→ **Excerpt**:
- - -
Manufacturers have always played an integral part in American comeback stories. Whether it is bolstering production during wartime to support our country's efforts or revolutionizing factory floors following economic downturns to bring new and innovative products to market, manufacturers have served as a guiding force in our nation's resurgent moments. America's comeback from the coronavirus pandemic will be no different, with the men and women of manufacturing leading the way forward safely and responsibly.
While many manufacturers were designated as essential businesses and allowed to operate during Gov. J.B. Pritzker's stay-home orders—making lifesaving medical products, ensuring grocery stores are stocked and equipping first responders—some were forced to cease operations.
Now, as Illinois plans to gradually reopen the economy, with many regions entering Phase 3 by the end of this week, manufacturers large and small are ready to unleash their economic might to help our state and nation recover.
Illinois' manufacturers are first and foremost concerned about the well-being of employees, customers and their communities. Building and expanding upon guidelines from scientists, best-in-class companies and public health experts as well as state and federal regulatory agencies, the Illinois Manufacturers' Association developed a Safety & Reopening Guide for manufacturers across the state to reference as they prepare to resume production.
This guide provides manufacturers of all sizes with best practices on how to protect employees, customers and suppliers. Recommendations include providing employees with appropriate personal protective equipment and training them on how to properly use masks, face shields and other items; reducing potential contact among individuals by changing shift patterns or constructing temporary barriers between stations and sanitizing surfaces more frequently, and providing touch-free equipment such as time clocks and trash cans.
- - -
→ **Extracted entries**:

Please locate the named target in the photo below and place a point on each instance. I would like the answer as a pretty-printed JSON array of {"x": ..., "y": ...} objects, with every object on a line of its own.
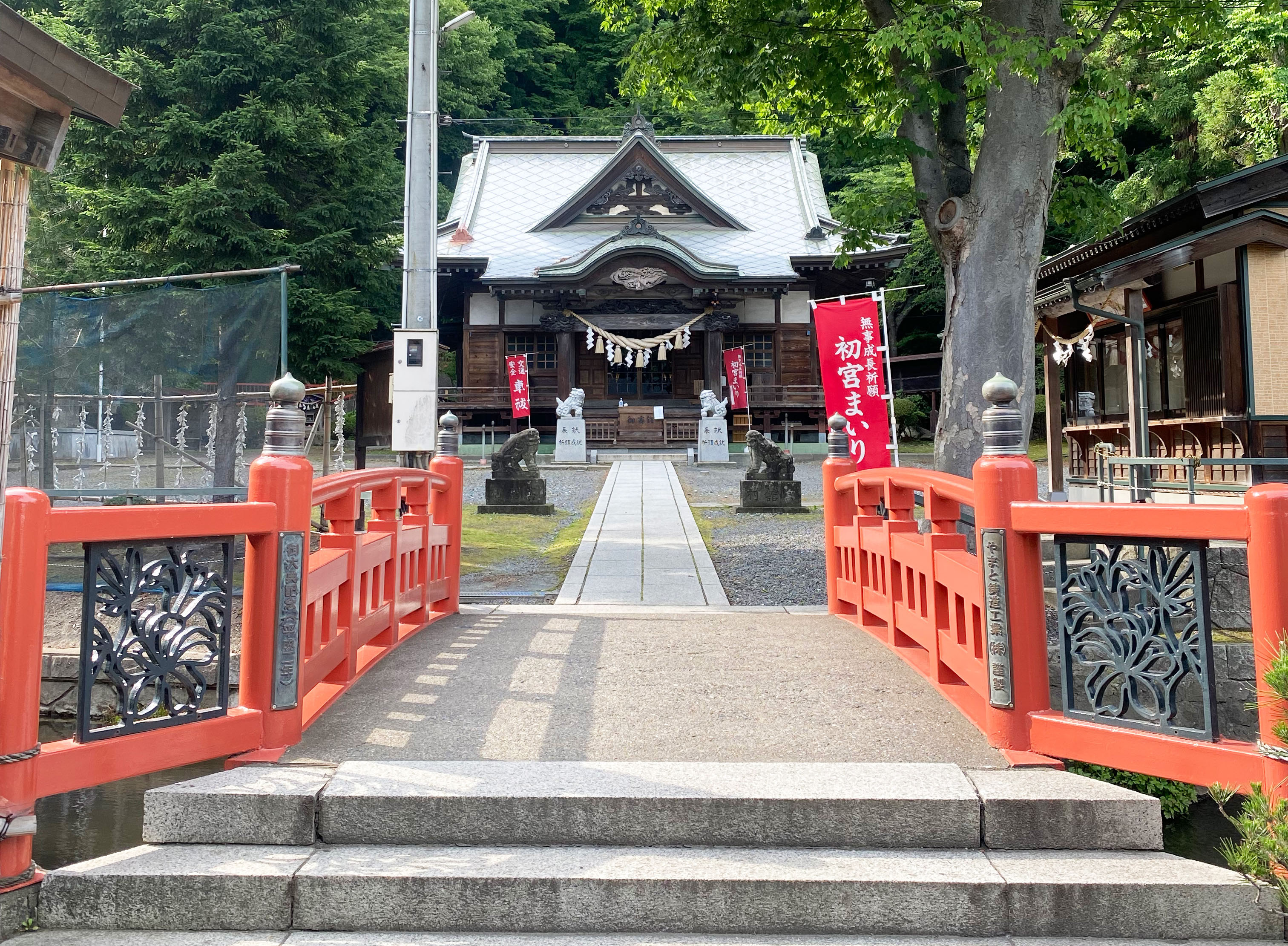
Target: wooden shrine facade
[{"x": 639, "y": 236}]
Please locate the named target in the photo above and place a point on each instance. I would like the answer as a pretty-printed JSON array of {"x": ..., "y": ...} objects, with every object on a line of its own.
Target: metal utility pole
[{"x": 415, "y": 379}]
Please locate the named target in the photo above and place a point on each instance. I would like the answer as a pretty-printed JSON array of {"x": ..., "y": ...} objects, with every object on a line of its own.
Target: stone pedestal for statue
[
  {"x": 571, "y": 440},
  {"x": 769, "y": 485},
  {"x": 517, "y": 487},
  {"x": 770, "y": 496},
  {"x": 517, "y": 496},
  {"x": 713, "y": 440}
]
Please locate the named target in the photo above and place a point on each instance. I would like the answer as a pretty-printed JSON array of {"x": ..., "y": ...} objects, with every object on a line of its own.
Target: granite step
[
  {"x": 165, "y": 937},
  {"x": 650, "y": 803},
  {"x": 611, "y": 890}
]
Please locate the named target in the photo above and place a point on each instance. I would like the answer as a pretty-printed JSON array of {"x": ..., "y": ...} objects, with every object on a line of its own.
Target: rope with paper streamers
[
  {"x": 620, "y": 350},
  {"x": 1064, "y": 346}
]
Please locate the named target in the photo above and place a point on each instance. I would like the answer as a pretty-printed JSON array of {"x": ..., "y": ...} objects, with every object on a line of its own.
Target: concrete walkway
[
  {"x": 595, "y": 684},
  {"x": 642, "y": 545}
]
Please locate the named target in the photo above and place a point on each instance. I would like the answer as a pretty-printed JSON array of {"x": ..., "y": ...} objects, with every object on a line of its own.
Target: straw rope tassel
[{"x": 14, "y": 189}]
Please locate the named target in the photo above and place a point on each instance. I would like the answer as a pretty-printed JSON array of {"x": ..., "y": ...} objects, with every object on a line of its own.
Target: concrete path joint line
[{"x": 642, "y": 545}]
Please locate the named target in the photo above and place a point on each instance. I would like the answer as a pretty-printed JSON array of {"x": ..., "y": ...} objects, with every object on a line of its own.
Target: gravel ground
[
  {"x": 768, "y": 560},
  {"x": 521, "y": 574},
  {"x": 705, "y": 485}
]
- - -
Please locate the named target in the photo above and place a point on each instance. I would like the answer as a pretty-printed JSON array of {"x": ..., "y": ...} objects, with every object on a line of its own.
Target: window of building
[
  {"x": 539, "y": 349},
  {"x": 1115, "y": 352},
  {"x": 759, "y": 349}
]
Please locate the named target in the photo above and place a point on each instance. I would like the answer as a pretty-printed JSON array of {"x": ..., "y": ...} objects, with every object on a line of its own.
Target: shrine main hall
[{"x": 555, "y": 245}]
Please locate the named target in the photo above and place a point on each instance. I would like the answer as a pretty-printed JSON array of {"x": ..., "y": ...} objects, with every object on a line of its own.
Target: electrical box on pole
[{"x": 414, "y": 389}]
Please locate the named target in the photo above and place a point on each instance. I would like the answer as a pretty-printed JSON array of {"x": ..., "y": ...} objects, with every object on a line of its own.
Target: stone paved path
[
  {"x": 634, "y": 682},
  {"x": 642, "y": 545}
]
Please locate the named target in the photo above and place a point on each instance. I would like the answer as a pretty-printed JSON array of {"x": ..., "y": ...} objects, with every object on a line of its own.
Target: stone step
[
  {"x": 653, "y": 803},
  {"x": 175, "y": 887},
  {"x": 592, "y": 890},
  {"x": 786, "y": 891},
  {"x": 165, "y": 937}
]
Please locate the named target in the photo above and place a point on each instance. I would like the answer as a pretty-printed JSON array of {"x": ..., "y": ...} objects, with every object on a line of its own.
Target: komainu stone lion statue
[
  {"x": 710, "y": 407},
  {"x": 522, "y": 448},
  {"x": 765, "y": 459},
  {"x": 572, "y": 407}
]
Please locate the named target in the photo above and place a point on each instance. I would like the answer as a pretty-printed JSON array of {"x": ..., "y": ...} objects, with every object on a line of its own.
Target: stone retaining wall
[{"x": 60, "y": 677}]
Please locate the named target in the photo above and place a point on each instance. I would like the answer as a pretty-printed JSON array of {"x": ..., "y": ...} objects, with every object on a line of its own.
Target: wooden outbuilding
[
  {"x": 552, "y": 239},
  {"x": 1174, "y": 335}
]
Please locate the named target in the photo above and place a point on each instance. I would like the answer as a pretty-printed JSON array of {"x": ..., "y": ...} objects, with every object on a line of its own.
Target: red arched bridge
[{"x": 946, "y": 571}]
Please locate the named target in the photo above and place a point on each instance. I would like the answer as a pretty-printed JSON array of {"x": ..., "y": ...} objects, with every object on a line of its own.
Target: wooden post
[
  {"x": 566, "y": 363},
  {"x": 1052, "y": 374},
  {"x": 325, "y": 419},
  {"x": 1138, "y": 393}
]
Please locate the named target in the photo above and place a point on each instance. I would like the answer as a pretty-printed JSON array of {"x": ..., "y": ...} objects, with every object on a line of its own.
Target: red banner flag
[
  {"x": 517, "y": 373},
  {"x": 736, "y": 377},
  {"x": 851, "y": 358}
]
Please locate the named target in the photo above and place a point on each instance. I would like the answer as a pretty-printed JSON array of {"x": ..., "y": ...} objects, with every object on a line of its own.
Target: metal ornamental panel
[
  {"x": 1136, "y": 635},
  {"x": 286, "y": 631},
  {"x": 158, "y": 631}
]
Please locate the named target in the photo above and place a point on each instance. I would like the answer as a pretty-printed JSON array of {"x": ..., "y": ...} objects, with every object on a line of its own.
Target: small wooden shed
- - -
→ **Task statement**:
Print the full text about manufacturers and Illinois reopening word for word.

→ **Result**:
Manufacturers have always played an integral part in American comeback stories. Whether it is bolstering production during wartime to support our country's efforts or revolutionizing factory floors following economic downturns to bring new and innovative products to market, manufacturers have served as a guiding force in our nation's resurgent moments. America's comeback from the coronavirus pandemic will be no different, with the men and women of manufacturing leading the way forward safely and responsibly.
While many manufacturers were designated as essential businesses and allowed to operate during Gov. J.B. Pritzker's stay-home orders—making lifesaving medical products, ensuring grocery stores are stocked and equipping first responders—some were forced to cease operations.
Now, as Illinois plans to gradually reopen the economy, with many regions entering Phase 3 by the end of this week, manufacturers large and small are ready to unleash their economic might to help our state and nation recover.
Illinois' manufacturers are first and foremost concerned about the well-being of employees, customers and their communities. Building and expanding upon guidelines from scientists, best-in-class companies and public health experts as well as state and federal regulatory agencies, the Illinois Manufacturers' Association developed a Safety & Reopening Guide for manufacturers across the state to reference as they prepare to resume production.
This guide provides manufacturers of all sizes with best practices on how to protect employees, customers and suppliers. Recommendations include providing employees with appropriate personal protective equipment and training them on how to properly use masks, face shields and other items; reducing potential contact among individuals by changing shift patterns or constructing temporary barriers between stations and sanitizing surfaces more frequently, and providing touch-free equipment such as time clocks and trash cans.